Source data
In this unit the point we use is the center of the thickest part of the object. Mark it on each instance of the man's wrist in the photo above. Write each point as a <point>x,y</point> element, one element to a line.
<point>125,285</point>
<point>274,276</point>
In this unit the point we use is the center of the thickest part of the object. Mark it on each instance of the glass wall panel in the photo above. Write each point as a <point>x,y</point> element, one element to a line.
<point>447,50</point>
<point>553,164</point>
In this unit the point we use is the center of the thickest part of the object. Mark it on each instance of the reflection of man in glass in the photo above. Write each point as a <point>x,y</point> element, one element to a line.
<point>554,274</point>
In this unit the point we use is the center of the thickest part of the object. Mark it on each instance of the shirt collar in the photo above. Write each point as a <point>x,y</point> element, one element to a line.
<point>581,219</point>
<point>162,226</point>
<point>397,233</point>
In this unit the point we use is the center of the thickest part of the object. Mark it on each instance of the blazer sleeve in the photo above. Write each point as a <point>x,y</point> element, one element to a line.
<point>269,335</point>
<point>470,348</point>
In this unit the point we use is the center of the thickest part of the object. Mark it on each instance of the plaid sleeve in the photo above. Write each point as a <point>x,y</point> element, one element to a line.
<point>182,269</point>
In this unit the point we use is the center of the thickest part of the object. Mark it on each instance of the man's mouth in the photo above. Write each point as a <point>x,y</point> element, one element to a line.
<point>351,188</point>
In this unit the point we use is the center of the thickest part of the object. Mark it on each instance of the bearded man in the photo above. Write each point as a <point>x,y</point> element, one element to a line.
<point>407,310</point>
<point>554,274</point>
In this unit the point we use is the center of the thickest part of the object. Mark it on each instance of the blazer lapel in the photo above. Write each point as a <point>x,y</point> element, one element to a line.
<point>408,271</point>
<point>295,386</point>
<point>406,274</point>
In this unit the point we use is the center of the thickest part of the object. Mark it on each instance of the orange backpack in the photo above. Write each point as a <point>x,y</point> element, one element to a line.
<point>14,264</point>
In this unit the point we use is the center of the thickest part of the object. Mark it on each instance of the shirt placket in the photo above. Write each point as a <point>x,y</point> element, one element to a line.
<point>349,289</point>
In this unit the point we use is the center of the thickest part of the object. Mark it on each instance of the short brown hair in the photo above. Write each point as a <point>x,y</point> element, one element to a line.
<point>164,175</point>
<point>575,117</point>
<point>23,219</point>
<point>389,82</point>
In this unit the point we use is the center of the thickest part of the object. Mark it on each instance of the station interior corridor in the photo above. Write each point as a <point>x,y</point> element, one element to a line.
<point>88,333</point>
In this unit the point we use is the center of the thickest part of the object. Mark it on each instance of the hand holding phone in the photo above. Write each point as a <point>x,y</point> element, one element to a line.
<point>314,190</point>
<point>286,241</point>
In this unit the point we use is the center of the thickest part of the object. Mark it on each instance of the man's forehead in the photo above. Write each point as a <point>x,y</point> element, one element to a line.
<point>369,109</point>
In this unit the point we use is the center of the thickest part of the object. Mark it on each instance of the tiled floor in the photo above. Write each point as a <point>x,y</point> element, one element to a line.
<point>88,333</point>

Work instructions
Reproduce the entire listing above line for line, without changing anything.

Written response
In this unit the point we use is the center of the thickest part of the object. Mark it on each instance of the man's wrist in the photo above. Write each point as a <point>x,y</point> element, one element to a line.
<point>125,285</point>
<point>274,276</point>
In this unit the point we use is the center of the thickest part of the object. Mark it on each instance of the glass wall panel in the photo above. Write each point as a <point>x,y</point> element, one element to a line.
<point>447,50</point>
<point>553,164</point>
In this unit the point we use is the center of the thickest part of the object. Mark it on each instance of the reflection of man in glass in the photo above. Write each point as a <point>x,y</point> element, one element to a line.
<point>554,274</point>
In this unit the point we use is the center of the thickest part of the object. Mark it on each instance of the shirt collar in the photo above. Write each point as a <point>x,y</point> element, one element to a line.
<point>581,219</point>
<point>162,226</point>
<point>397,233</point>
In this unit the point we use is the center of the thickest part of the object. Mark it on each instance of the blazer sleeve in the photo above. Write each point as a <point>x,y</point> element, one element to a line.
<point>269,335</point>
<point>470,348</point>
In this unit the point we use is the center of the thickest part of the object. Mark it on each instance of the plaid sleeve in the photo above. Write each point as a <point>x,y</point> element, one element to a line.
<point>182,269</point>
In this unit the point we use is the center of the thickest part of the object. Mark it on each instance of the man's mouth in the photo above. Write each point as a <point>x,y</point> element, one element to a line.
<point>351,188</point>
In this unit the point we use is the center of the thickest part of the object. Mark it on each instance of the bearded man in the photo above. Write each point as a <point>x,y</point> element, one element to a line.
<point>407,310</point>
<point>554,274</point>
In this unit the point we use is the center of the thickest part of the object. Mark it on each instance of the blazer lapel in the photo above. Write each point as a <point>x,y</point> element, one element to a line.
<point>408,271</point>
<point>295,386</point>
<point>406,274</point>
In this unit the point we use is the center of the thickest part of the object. Mark it on each instance of the orange backpack in the photo above. Write each point as a <point>x,y</point> element, one element to a line.
<point>14,264</point>
In this unit the point we use is the center of the thickest part of the object. Mark it on each instance of the shirt placket in the photo above. Write each point as a <point>x,y</point> element, one element to a line.
<point>349,289</point>
In this unit the point we use is the center of the thickest part of the object. Mark it on each instance of the short brown hair in the photo above. Write each point as a <point>x,y</point> element, one element to a line.
<point>164,175</point>
<point>575,117</point>
<point>23,219</point>
<point>389,82</point>
In this unit the point we use is the center of the thickest part of the object. Mark it on each instance of the station interior corridor in the photo above. Write each point as a <point>x,y</point> element, one element to a line.
<point>88,333</point>
In this unit the point we use is the center of the thickest part of the object. Mark it on each instance of the hand holding phone in the photo above. Write each point as a <point>x,y</point> element, one element to a line.
<point>314,190</point>
<point>286,241</point>
In this unit the point we use is the center of the thickest part of the object. Mark it on each instance of the man's forehead in the photo above. Write each point as a <point>x,y</point> element, one element to a line.
<point>369,109</point>
In this unit the point we use is the center of the thickest part of the object. Mark it on each instance of the tiled floor in the photo above. Write each point as a <point>x,y</point> element, one element to a line.
<point>88,333</point>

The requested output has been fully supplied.